Old news but wtf….
A man stung dozens of times by bees, mathematicians who wanted to know whether a man could physically be able to sire 600 sons, and chemists who unboiled an egg were honoured with one of science’s most storied awards, the Ig Nobel prize.
Entomologist Justin Schmidt and Cornell researcher Michael Smith jointly won for their painstaking experiments charting how painful insect stings are, and where the stings hurt worst. Smith pressed bees up against different parts of his body until the insects stung him, five stings a day, a total of 25 different locations, for 38 days. He rated the pain one to 10. The most painful parts: the nostril, the upper lip, the shaft of the penis.
Smith was joined onstage by Schmidt, who has also sacrificed various parts of his body for science in his decades specializing in stinging insects. Schmidt’s “sting pain index” rates only on a scale of one to four, but also features the entomologist’s descriptions of 78 sorts of stings, written with the flair of a sommelier in a wine cellar with something to prove.
..Moulay Ismail the bloodthirsty, born in 1672 and dead at the age of 55, Elisabeth Oberzaucher and Karl Grammer studied whether it would be physically possible for a man to sire 600 sons as the fable alleges.
Not to be outdone in the realm of juvenile curiosity, biologists from Chile and the US won for attaching sticks to the rear ends of chickens to see how it would make them walk. The chickens walked “in a manner similar to which dinosaurs are thought to have walk”, the scientists concluded triumphantly.
The chemistry prize went to American and Australian researchers who managed to partially unboil an egg with a vortex fluid device, a high speed machine that converts unfolded proteins into folded proteins.
Their results, published in ChemBioChem, show that the team was able to refold proteins thousands of times faster than previous methods. In theory, the device has far greater application than resetting eggs: it could do everything from revolutionize the manufacturing of cancer treatments to overhaul the industrial production of cheese.

# THE DATA:
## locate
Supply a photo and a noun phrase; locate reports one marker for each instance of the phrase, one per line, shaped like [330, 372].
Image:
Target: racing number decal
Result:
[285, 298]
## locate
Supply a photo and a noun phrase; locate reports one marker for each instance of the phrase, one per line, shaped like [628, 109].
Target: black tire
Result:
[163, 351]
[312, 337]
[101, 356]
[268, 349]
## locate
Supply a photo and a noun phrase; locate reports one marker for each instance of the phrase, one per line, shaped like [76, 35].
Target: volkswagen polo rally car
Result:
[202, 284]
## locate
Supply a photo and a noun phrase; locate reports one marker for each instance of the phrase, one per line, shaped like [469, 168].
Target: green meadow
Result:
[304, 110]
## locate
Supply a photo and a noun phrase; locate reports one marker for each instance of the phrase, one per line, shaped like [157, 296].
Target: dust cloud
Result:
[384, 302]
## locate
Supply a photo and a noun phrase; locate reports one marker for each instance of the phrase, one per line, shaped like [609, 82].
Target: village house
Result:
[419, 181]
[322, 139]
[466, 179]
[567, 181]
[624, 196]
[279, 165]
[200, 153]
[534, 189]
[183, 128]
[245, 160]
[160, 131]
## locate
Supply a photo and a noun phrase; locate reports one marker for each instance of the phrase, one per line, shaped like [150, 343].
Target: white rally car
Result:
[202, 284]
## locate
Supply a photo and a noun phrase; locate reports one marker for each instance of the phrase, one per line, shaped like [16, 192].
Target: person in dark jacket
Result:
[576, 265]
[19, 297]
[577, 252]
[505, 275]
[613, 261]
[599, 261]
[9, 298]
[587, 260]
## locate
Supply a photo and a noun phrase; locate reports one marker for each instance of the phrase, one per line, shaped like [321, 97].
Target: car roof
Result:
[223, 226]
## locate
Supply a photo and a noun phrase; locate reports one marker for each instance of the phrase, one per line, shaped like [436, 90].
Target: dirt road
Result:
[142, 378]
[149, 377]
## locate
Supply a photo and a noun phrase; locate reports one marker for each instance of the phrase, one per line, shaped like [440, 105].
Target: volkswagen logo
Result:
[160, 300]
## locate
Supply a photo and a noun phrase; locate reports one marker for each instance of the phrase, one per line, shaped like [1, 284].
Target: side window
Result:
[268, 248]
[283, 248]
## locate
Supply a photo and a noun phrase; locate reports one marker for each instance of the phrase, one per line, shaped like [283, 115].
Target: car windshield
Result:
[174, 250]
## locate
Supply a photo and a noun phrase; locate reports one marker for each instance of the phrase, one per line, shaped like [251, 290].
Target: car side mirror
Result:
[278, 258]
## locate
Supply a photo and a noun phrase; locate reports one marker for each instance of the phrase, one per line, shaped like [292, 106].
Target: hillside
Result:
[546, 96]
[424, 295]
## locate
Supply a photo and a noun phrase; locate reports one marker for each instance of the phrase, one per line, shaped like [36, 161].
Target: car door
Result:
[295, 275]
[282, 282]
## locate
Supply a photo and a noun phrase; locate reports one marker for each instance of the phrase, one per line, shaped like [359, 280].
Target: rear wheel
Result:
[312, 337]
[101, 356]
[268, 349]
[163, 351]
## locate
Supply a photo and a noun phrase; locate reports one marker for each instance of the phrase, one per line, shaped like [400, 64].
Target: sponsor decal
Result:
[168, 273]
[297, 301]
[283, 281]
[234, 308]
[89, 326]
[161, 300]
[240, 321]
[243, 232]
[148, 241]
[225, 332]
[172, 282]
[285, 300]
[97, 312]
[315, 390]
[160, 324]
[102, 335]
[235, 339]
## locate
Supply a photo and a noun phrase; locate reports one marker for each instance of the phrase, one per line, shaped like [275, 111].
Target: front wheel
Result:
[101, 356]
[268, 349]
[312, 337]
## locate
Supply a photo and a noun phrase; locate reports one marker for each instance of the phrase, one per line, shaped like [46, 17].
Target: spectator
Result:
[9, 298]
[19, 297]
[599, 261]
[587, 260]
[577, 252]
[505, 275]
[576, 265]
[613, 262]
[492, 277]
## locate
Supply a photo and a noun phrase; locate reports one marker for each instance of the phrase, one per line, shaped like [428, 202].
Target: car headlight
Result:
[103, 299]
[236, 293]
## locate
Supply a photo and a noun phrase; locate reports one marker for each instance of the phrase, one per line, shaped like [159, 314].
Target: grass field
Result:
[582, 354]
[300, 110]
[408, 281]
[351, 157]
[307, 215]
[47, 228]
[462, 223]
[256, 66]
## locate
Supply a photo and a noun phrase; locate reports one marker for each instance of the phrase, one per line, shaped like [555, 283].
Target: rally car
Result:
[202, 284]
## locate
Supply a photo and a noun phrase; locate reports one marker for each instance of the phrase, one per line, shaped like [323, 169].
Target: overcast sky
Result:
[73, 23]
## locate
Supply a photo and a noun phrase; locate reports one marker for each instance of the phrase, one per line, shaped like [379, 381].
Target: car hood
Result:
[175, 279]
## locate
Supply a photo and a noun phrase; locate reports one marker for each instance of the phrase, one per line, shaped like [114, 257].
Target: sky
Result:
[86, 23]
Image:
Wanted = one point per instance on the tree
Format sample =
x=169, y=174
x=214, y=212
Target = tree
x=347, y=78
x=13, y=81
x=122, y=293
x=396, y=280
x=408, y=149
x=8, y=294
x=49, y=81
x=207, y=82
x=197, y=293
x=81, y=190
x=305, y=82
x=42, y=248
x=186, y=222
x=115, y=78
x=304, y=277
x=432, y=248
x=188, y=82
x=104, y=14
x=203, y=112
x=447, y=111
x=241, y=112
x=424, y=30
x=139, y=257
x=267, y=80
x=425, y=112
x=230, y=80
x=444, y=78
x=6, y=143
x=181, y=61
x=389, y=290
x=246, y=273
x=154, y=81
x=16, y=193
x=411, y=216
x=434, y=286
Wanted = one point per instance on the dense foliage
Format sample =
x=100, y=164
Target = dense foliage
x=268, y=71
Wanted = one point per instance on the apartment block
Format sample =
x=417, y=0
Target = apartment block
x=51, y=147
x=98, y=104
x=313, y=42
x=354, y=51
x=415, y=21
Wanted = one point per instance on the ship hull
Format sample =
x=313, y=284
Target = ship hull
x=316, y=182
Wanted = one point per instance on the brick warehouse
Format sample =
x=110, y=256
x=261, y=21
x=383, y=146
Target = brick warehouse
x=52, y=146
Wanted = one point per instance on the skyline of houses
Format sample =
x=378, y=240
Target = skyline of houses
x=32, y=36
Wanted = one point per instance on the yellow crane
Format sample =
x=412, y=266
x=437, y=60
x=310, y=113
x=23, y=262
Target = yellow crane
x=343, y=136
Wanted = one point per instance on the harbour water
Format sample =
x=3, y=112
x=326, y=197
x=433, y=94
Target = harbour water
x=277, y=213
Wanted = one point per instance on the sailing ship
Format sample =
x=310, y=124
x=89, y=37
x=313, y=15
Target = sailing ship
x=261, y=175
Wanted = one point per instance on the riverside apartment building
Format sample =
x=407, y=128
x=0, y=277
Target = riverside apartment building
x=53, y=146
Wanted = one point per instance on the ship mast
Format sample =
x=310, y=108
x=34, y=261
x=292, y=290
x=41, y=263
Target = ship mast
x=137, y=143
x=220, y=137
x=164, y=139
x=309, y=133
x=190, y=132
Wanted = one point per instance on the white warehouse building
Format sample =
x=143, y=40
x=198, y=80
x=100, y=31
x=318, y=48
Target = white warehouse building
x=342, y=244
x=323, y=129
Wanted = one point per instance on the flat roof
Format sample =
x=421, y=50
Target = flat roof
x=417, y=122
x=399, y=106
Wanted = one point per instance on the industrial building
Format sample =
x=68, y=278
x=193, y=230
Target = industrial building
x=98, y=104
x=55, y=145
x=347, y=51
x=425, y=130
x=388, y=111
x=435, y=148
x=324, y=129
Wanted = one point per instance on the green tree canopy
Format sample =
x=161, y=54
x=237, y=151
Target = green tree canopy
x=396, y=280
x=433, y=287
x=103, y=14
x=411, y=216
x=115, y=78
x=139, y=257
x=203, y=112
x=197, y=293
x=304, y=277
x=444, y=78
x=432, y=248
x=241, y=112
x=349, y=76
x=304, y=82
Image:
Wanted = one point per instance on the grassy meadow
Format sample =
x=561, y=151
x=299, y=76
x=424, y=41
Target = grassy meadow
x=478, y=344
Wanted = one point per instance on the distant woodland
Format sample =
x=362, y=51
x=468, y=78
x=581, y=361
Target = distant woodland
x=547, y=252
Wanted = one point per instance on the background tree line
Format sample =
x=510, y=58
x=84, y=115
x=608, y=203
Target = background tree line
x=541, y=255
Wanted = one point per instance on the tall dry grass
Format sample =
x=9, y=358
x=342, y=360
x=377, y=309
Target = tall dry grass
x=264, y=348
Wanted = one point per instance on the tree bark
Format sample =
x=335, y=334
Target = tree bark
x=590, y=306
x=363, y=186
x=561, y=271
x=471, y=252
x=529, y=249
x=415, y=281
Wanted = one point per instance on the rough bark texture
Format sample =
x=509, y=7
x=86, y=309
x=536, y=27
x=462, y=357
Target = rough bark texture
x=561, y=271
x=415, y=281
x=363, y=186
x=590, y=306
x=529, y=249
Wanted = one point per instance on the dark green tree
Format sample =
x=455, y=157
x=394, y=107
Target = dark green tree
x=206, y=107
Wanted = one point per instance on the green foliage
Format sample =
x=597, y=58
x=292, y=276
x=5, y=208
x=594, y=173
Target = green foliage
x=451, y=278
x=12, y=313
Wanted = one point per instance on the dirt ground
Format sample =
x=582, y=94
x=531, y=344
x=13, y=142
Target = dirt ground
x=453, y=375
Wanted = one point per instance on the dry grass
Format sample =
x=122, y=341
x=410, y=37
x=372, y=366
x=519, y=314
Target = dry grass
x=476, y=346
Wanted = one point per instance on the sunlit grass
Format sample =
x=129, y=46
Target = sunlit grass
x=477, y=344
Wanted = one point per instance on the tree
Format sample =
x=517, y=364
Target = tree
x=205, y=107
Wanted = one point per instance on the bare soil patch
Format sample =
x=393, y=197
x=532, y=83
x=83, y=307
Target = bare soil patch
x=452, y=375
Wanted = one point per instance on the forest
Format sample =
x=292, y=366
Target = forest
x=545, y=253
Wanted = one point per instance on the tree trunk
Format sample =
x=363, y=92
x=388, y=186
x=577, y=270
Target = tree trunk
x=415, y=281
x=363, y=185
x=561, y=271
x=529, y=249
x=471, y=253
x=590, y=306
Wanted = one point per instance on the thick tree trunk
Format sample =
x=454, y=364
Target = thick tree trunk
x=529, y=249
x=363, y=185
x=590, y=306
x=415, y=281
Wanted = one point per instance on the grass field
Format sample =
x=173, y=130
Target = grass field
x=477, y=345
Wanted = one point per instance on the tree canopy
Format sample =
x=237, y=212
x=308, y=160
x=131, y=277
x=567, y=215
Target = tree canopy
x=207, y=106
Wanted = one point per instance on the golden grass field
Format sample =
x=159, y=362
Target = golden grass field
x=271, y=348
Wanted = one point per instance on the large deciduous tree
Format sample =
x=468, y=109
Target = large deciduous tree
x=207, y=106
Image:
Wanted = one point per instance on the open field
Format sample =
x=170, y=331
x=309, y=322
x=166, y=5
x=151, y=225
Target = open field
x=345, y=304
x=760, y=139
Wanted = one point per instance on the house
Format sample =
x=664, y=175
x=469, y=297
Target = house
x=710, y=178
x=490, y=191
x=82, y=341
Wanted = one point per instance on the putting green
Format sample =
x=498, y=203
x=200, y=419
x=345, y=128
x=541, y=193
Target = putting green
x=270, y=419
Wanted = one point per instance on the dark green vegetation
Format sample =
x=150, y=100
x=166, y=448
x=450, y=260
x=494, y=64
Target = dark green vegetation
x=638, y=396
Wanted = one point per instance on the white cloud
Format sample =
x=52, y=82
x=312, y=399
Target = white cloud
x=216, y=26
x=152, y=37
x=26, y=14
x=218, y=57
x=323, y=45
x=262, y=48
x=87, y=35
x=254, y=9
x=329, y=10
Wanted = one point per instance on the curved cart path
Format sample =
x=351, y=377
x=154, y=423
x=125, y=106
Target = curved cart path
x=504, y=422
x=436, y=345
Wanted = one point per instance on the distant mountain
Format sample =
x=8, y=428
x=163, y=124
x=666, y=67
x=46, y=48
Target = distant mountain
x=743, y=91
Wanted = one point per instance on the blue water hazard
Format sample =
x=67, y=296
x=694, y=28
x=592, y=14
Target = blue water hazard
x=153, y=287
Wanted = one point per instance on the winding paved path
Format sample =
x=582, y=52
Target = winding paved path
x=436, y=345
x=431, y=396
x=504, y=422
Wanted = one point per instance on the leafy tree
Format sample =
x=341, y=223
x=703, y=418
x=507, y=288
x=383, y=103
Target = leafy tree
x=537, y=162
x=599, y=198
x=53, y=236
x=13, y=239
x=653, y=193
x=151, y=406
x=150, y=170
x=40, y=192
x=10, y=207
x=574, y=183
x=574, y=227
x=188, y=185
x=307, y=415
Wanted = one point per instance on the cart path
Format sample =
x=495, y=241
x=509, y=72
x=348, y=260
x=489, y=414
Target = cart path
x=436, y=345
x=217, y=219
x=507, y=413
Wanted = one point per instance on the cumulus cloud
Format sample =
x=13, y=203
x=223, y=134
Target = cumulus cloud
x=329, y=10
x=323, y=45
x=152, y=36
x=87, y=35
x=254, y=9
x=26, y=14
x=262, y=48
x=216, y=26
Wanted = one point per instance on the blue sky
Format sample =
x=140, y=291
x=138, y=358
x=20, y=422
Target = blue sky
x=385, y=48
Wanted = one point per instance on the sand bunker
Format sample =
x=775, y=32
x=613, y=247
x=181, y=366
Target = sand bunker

# YOUR INSTRUCTIONS:
Rewrite the part of the article that begins with the words "Entomologist Justin Schmidt" and ends with "something to prove.", changing "sommelier" to "wine critic". The records have nothing to do with the article.

# EXERCISE RESPONSE:
Entomologist Justin Schmidt and Cornell researcher Michael Smith jointly won for their painstaking experiments charting how painful insect stings are, and where the stings hurt worst. Smith pressed bees up against different parts of his body until the insects stung him, five stings a day, a total of 25 different locations, for 38 days. He rated the pain one to 10. The most painful parts: the nostril, the upper lip, the shaft of the penis.
Smith was joined onstage by Schmidt, who has also sacrificed various parts of his body for science in his decades specializing in stinging insects. Schmidt’s “sting pain index” rates only on a scale of one to four, but also features the entomologist’s descriptions of 78 sorts of stings, written with the flair of a wine critic in a wine cellar with something to prove.